Kannst du den Forenthread zur Source-Code-Darstellung in Eclipse an der Stelle weiterführen, an der er endet?

[Ausgewählter Textauszug]

+---+

# Source-Code-Darstellung in Eclipse



## jobu0101 (2. Sep 2008)

Hallo!

Ist es in Eclipse möglich, die ganze Source-Code-Darstellung gebündelt zu verkleinern oder zu vergrößern, ohne alle Elemente einzeln zu verkleinern bzw. zu vergrößern?


----------



## SlaterB (2. Sep 2008)

was ist denn eine vergößerte/ verkleinerte  Source-Code-Darstellung?

>  ohne alle Elemente einzeln zu verkleinern bzw. zu vergrößern

klingt so als könntest du das jetzt schon machen,
dann gib doch mal ein Beispiel dafür, damit man weiß, worum es geht

unter Preferences - General - Apperance - Colors and Fonts
kann man die 'Java Editor Text Font' ändern, falls du das meinst


----------



## Gast (2. Sep 2008)

Ich glaube er meint die Möglichkeit Methoden und Klassen zusammen zu klappen... ist aber nur geraten


----------



## jobu0101 (2. Sep 2008)

Nein. Bei PDFs gibt es im Acrobat-Reader die Möglichkeit eine prozentuale Änderung bezogen auf die Originalgröße vorzunehmen. Sowas suche ich hier auch.


----------



## SlaterB (2. Sep 2008)

+---+

[Material]
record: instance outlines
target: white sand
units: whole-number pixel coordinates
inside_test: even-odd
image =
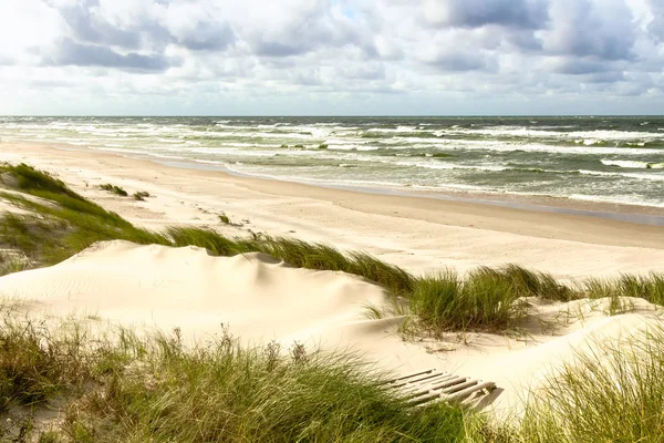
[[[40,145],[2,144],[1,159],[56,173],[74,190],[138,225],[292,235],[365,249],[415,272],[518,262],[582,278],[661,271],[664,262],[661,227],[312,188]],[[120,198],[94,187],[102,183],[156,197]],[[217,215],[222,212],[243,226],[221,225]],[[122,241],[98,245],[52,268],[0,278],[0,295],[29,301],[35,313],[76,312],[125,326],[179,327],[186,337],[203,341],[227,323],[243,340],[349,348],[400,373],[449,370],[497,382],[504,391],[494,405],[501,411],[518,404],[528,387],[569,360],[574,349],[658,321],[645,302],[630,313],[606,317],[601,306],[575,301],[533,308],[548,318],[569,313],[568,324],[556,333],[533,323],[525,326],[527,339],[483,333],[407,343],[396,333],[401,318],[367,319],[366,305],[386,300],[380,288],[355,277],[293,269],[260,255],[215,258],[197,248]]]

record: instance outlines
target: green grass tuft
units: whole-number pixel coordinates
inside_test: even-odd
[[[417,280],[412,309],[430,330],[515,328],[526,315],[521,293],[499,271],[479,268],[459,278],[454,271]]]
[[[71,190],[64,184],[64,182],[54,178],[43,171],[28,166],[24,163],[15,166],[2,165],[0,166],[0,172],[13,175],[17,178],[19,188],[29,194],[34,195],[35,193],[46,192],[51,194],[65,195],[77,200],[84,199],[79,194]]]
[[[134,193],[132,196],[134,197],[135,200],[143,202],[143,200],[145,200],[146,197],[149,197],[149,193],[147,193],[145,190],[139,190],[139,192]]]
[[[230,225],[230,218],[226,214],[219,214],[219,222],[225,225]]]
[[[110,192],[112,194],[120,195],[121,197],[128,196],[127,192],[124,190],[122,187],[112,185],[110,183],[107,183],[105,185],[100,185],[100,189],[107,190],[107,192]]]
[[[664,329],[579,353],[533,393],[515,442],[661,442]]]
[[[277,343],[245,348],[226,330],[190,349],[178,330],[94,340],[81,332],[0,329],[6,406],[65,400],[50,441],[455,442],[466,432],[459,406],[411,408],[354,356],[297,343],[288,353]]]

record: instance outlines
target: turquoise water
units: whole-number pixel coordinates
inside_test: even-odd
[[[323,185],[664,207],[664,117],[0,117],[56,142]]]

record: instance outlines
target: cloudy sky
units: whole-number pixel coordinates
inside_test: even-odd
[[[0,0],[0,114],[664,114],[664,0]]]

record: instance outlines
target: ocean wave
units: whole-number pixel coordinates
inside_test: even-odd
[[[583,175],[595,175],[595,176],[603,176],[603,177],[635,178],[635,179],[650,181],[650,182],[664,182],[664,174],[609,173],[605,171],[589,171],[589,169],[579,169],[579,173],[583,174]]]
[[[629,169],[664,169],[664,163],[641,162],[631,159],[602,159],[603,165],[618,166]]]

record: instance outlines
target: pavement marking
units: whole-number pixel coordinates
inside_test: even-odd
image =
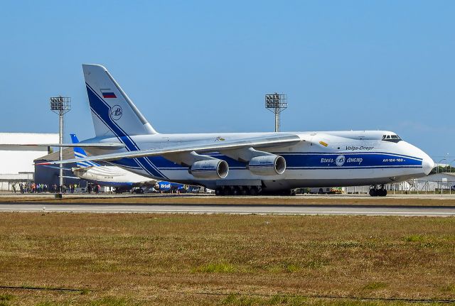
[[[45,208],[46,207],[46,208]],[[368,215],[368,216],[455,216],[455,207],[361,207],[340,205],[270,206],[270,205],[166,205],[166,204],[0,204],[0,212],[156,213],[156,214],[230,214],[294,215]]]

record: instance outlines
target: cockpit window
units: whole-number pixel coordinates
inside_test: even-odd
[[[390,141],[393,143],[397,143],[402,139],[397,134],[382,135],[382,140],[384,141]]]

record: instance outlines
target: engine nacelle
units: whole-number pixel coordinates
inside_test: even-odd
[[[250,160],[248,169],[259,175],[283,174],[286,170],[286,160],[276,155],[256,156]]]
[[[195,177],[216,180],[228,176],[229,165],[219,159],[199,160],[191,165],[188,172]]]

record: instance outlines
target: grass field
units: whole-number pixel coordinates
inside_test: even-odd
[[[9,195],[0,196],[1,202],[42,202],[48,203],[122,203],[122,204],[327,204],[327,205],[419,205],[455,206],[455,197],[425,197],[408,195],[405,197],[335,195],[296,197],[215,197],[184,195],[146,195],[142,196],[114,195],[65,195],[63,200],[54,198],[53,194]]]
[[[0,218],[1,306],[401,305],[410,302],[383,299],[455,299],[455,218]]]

+---+

[Ergebnis der Aufgabe]
ich hab dir ja geschrieben wie du die Schriftgröße ändern kannst,
sowas wird aber nie wie bei Word unter den Standardtools auftauchen,
das braucht ja niemand und wenn dann nur einmal bei der Einrichtung des Workspace,

eine IDE ist kein Text-Formatierer 

Textgröße in Punkt einzustellen ist eine Sache, prozentualer Zoom aber noch eine andere,
macht noch weniger Sinn, eine IDE ist auch keine graphische Text-Anzeige mit Bilder-Einfügen, Graphiken, Tabellen und was sonst noch alles


----------



## jobu0101 (2. Sep 2008)

Ich weiß schon, dass es keine Textformatierung ist. Doch wenn man mehr Code auf einmal sehen will, muss man es dennoch umstellen...


----------



## jobu0101 (2. Sep 2008)

SlaterB hat gesagt.:
			
		

> unter Preferences - General - Apperance - Colors and Fonts
> kann man die 'Java Editor Text Font' ändern, falls du das meinst



Aber danke, sowas habe ich gesucht...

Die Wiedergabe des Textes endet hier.